(Image-grounded pointing data)

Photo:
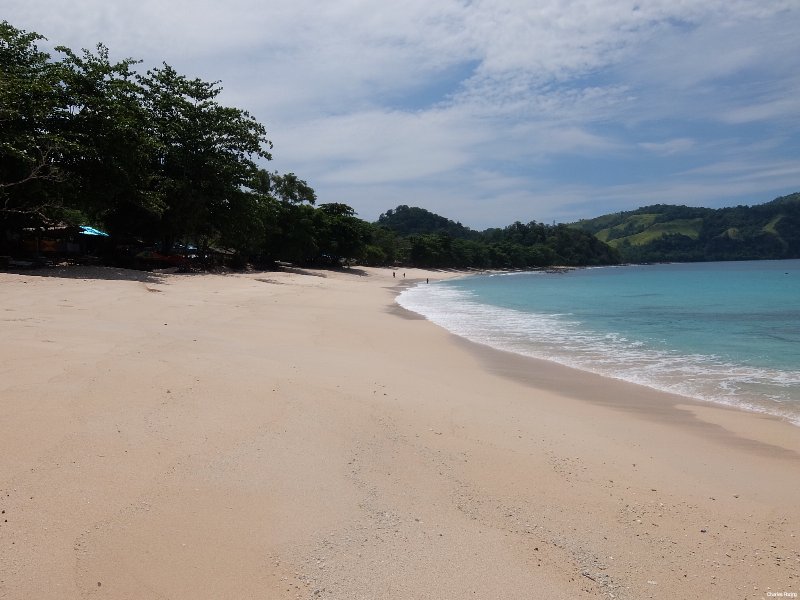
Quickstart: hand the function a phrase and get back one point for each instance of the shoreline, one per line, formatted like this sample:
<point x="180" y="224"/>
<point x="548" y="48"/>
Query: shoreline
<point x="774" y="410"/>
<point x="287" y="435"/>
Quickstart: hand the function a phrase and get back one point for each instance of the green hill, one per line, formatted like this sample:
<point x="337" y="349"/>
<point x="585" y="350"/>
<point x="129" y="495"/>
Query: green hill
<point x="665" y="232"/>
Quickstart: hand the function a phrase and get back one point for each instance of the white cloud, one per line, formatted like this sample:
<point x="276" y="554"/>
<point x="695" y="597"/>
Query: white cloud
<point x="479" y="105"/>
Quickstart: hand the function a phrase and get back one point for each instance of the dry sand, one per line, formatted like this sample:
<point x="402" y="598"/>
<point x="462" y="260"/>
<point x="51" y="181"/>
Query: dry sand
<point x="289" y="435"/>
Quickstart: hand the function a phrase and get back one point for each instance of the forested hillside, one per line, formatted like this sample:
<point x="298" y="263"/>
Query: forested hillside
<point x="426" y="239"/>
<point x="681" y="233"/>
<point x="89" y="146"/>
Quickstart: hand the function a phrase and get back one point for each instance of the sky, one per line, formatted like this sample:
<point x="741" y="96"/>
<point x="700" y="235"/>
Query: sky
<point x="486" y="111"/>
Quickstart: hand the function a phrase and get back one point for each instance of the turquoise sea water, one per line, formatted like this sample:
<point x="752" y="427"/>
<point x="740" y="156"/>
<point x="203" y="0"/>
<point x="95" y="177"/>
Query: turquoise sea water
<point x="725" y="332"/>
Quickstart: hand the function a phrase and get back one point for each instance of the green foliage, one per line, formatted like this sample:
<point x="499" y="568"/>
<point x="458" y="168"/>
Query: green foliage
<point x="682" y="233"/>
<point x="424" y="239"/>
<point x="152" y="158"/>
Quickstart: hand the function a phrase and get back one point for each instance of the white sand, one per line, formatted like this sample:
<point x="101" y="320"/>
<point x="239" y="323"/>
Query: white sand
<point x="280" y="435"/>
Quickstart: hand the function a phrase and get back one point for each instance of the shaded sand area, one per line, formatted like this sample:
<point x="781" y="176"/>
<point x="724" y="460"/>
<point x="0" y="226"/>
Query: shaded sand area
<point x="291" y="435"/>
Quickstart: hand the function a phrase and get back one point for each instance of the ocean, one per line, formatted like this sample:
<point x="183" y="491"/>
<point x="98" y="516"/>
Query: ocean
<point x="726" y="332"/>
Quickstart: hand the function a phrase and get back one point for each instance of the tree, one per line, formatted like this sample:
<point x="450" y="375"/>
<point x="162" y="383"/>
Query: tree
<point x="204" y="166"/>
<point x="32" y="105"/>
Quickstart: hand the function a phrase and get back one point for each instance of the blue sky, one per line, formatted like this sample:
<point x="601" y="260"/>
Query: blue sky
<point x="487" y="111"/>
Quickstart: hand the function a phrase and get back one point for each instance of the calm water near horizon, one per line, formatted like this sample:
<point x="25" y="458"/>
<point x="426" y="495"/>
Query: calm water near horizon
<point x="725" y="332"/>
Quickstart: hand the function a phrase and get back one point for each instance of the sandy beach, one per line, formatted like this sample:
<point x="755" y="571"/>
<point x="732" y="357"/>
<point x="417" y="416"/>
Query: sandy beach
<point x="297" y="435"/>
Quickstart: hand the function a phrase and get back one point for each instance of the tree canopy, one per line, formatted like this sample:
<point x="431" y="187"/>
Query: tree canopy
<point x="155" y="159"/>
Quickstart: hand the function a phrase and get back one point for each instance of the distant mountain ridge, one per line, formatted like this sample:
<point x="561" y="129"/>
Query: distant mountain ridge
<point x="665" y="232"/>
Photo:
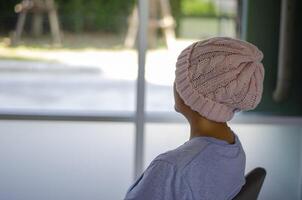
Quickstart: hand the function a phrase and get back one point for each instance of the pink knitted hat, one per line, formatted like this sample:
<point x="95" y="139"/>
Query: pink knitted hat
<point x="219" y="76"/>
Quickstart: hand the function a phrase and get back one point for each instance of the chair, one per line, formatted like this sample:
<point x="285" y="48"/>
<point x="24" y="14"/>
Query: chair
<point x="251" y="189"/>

HOW TO COMPLETE THIS TASK:
What the reply must contain is an exact transcription of the data above and none of its pictures.

SOLUTION TO THIS PROBLEM:
Photo:
Quickstart: hand the function a phrase and get back one point for each instance of the shoreline, one per line, formatted like this sample:
<point x="180" y="224"/>
<point x="548" y="48"/>
Query: shoreline
<point x="774" y="410"/>
<point x="287" y="435"/>
Quickstart: hand the function a phrase and get back one point for each instance of the green hill, one per line, formatted like this sample:
<point x="337" y="349"/>
<point x="585" y="350"/>
<point x="129" y="495"/>
Query: green hill
<point x="665" y="232"/>
Quickstart: hand the function a phrase and get back one point for each instance of the white cloud, one per line, formatted like this sample:
<point x="276" y="554"/>
<point x="695" y="597"/>
Query: white cloud
<point x="479" y="105"/>
Quickstart: hand the function a phrase and get back one point for each instance of the dry sand, one per line, formatted like this sample:
<point x="402" y="598"/>
<point x="462" y="260"/>
<point x="51" y="181"/>
Query: dry sand
<point x="289" y="435"/>
Quickstart: hand the function a phrase and get back one point for each instance of the forested hillside, one per line, formatted like this sample:
<point x="298" y="263"/>
Query: forested hillside
<point x="426" y="239"/>
<point x="681" y="233"/>
<point x="89" y="146"/>
Quickstart: hand the function a phrase and get back one point for each instance of the sky, one per line, formatted like this sample:
<point x="741" y="96"/>
<point x="700" y="235"/>
Query: sky
<point x="486" y="111"/>
Quickstart: hand the function a phrase and get back one point for each instance of the turquoise sea water, one per line, formatted like this sample:
<point x="752" y="427"/>
<point x="740" y="156"/>
<point x="203" y="0"/>
<point x="95" y="177"/>
Query: turquoise sea water
<point x="725" y="332"/>
Quickstart: hand the function a phrase and get back one point for each instance of the green foliage, one per line, formatted like this sample:
<point x="499" y="568"/>
<point x="458" y="168"/>
Query: green foliage
<point x="682" y="233"/>
<point x="424" y="239"/>
<point x="152" y="158"/>
Quickstart: hand the function a phrase and get back one point for each instance of the white sand, one per line, formatted like this sample:
<point x="101" y="320"/>
<point x="239" y="323"/>
Query: white sand
<point x="280" y="435"/>
Quickstart: hand the function a phrase and get back one point for each instance of the shaded sand area, one per line, formatted like this sample:
<point x="781" y="176"/>
<point x="724" y="460"/>
<point x="0" y="226"/>
Query: shaded sand area
<point x="291" y="435"/>
Quickstart: hand the function a phrase and get back one point for each instance of the ocean, one per line, formatted like this sample:
<point x="183" y="491"/>
<point x="98" y="516"/>
Query: ocean
<point x="726" y="332"/>
Quickstart: hand the function a phrase and get back one point for each instance of the tree, one per line, formatted like this sample:
<point x="450" y="375"/>
<point x="162" y="383"/>
Query: tree
<point x="204" y="166"/>
<point x="32" y="105"/>
Quickstart: hand the function a phrase and get back one point for each instance of the blue sky, one per line, formatted like this sample:
<point x="601" y="260"/>
Query: blue sky
<point x="487" y="111"/>
Quickstart: hand the function a phrase and get back one point for each instance of the calm water near horizon, one per line, formatted like this sample:
<point x="25" y="458"/>
<point x="426" y="495"/>
Query: calm water near horizon
<point x="725" y="332"/>
Quickstart: hand the function a phrase and get back one point for each instance of the sandy beach, one per line, formatted like this sample:
<point x="755" y="571"/>
<point x="732" y="357"/>
<point x="417" y="416"/>
Query: sandy beach
<point x="297" y="435"/>
Quickstart: hand the function a phrase and get back one point for each instance of the tree canopy, one per line, formatted like this sample:
<point x="431" y="187"/>
Query: tree canopy
<point x="155" y="159"/>
Quickstart: hand the function a phrase and get back one point for each instance of the distant mountain ridge, one per line, formatted like this sample:
<point x="561" y="129"/>
Query: distant mountain ridge
<point x="665" y="232"/>
Photo:
Quickstart: hand the function a phrase and get back one point for each instance of the pink knitted hat, one per line, formatted like this sample:
<point x="95" y="139"/>
Query: pink knitted hat
<point x="219" y="76"/>
Quickstart: hand the function a phrase and get back one point for each instance of the chair, one per line, formatted like this sample:
<point x="285" y="48"/>
<point x="24" y="14"/>
Query: chair
<point x="251" y="189"/>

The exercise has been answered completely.